[Отрывок]
11. 15 сентября.
Накануне - телеграмма о выезде Нюши и Лайзы. Ночью проснулся от крика в комнате Амори. Она стонала и корчилась в постели и была почти без сознания. Я сел и стал гладить ее руки, "Почему они не пишут?.. Что-нибудь совсем изменилось... Как они меня оскорбили... Лидия меня считает развратной..."
Потом она успокоилась. На рассвете я встал и пошел в город*. Я сосредоточивался по дороге и чувствовал внутренние крылья, которые несли меня. Во время ходьбы это выпрямляет необычайно. Серебряным утром спускался с гор. Бронзой червенел виноград. Кизил осенний - лилово-розовый, линялый, алый, винный...
Оставалось два часа до прихода поезда, и я пошел к Александре Михайловне*. Стал говорить ей о планах статей: о рифме-освободительнице, об утерянном искусстве плетения венков*.

[Собранные данные]
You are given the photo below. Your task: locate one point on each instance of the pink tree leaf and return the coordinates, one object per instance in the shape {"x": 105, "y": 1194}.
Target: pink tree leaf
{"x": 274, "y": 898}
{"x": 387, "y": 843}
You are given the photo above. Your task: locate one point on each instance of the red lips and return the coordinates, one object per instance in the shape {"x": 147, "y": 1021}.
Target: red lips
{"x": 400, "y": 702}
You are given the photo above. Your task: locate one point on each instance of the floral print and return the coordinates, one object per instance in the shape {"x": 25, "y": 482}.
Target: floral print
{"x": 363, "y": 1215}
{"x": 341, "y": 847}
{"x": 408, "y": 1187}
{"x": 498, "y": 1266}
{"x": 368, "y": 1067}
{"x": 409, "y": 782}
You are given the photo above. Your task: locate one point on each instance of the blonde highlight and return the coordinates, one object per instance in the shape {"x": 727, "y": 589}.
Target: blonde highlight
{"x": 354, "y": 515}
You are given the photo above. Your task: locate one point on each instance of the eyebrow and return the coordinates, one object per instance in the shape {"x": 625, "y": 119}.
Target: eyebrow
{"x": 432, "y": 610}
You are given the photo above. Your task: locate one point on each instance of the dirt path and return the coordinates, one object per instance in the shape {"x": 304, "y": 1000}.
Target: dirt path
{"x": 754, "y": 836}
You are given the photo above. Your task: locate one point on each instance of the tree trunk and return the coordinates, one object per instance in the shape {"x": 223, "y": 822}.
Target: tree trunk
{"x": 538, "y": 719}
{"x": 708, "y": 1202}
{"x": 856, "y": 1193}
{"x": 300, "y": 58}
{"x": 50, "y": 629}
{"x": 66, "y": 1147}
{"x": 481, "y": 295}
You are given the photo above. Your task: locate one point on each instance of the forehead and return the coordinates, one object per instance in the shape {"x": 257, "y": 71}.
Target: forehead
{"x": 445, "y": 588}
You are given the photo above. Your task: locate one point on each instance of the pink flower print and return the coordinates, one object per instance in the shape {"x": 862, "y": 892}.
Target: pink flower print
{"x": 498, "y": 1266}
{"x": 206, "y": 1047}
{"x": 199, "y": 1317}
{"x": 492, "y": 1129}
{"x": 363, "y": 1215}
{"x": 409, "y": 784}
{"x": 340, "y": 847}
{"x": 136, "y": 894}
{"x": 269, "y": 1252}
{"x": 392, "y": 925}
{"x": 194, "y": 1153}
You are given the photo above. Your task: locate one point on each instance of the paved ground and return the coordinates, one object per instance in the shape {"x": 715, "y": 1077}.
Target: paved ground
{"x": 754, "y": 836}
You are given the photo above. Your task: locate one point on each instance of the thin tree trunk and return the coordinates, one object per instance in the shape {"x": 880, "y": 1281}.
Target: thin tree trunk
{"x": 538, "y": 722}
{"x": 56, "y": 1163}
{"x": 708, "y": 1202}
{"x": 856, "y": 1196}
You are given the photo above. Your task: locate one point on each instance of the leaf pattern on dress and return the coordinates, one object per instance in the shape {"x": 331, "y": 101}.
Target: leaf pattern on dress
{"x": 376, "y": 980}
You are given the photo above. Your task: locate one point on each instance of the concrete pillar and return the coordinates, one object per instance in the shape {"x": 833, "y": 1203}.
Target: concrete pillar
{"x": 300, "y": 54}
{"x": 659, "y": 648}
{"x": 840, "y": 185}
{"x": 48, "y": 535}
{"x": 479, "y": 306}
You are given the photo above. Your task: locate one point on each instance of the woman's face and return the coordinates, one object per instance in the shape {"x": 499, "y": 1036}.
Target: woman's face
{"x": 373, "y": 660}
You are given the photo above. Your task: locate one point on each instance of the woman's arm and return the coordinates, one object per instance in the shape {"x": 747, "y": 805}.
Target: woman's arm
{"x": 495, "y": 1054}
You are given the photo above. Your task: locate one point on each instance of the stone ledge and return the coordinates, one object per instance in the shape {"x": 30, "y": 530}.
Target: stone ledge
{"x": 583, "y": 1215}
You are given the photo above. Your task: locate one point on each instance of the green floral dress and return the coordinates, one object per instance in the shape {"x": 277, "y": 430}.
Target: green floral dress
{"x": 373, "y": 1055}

[Задание] Повтори отрывок от слов "Оставалось два часа" до слов "искусстве плетения венков*." включительно, подставив "парохода" вместо "поезда".

[Ответ]
Оставалось два часа до прихода парохода, и я пошел к Александре Михайловне*. Стал говорить ей о планах статей: о рифме-освободительнице, об утерянном искусстве плетения венков*.